Why are so many teachers having sex with their pupils?

COMPARED with many of the nicknames teachers are given, “Salford Stallion” was pretty flattering.

Teacher Cate Blanchett seduced pupil Andrew Simpson in Notes On A Scandal 2006 Teacher Cate Blanchett seduced pupil Andrew Simpson in Notes On A Scandal, 2006

But Christopher Drake actually coined it for himself and it must have been more of a humiliation than an egoboost for the former acting deputy head teacher of a secondary school in Greater Manchester to hear the tag read out in court this week.

He had used it as a sign-off in text messages to a 14-year-old girl from his school whom he went on to seduce.

Yesterday Drake, who is now 29, was jailed for six years after sleeping with two girls from the age of 14 and one 16-year-old. He admitted 25 offences including sexual activity with a child and taking indecent photographs.

The judge told him he had received his “comeuppance in spectacular fashion” on Valentine’s Day last year, when two of the girls discovered he was seeing them at the same time and one of them made such a scene that the neighbours called 999.

Teachers once had a mystique where you didn’t know anything about their private lives

Dr Pam Spurr

The case is the latest in what seems like a long line: last November a religious education teacher was given community service and banned from the classroom for an affair with a 16-year-old pupil; days earlier a woman teaching assistant was jailed for 16 months for having sex with two disruptive 15-year-old boys; in September a sex education teacher got four years for an affair with a pupil that started when she was 15; and last March a martial arts teacher – hired to replace another teacher facing allegations of sex with a pupil – was jailed for a relationship with a 15-year-old.

Meanwhile on the small screen the prime-time BBC drama Waterloo Road is running a plot in which an 18-year-old student gets his Spanish teacher pregnant.

The plotline is being portrayed sympathetically as a tender love story.

The law has always come down heavily on adults who have sex with anyone under the age of 16 – the age of consent. But for the past decade teachers have been expected to conform to higher standards: it is now illegal for them to have affairs with any of their pupils under 18. That doesn’t mean the law is obeyed.

============

## [Aim]
According to the article, below what age is it now illegal for teachers to have affairs with their pupils? The material is not relevant here.

## [Data drawn from a collection]
============

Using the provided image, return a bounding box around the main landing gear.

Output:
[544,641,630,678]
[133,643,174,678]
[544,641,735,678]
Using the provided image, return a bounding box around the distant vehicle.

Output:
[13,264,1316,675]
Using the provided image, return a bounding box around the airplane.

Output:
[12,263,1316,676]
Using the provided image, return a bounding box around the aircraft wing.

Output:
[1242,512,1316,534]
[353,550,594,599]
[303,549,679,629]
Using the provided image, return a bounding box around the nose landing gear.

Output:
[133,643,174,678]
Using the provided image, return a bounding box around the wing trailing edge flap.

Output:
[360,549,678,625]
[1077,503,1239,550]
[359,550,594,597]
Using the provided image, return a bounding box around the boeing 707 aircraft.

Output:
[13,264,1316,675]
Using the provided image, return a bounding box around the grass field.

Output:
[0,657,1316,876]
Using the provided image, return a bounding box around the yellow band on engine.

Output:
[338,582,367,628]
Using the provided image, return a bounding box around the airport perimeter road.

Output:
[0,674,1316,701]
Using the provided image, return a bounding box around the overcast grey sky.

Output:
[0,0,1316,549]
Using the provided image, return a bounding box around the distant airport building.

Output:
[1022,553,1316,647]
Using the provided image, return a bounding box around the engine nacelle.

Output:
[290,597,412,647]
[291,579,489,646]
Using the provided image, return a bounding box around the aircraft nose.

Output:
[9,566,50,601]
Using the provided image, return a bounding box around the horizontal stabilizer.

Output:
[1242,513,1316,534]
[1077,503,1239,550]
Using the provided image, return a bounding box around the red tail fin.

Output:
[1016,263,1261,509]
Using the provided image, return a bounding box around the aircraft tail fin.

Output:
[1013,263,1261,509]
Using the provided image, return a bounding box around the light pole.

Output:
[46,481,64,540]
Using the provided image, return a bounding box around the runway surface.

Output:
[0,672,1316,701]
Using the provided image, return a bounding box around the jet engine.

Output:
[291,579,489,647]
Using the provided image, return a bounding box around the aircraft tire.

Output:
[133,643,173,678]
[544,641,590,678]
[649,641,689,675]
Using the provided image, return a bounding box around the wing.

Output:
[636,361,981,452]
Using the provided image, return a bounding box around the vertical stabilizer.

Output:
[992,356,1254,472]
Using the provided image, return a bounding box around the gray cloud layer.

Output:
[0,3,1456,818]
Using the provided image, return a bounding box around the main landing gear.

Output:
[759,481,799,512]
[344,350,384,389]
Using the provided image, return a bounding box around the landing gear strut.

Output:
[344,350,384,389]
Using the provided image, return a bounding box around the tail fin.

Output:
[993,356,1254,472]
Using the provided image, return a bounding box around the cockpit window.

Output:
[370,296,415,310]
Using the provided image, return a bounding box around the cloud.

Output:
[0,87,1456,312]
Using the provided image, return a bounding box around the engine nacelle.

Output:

============

## [Exercise result]
18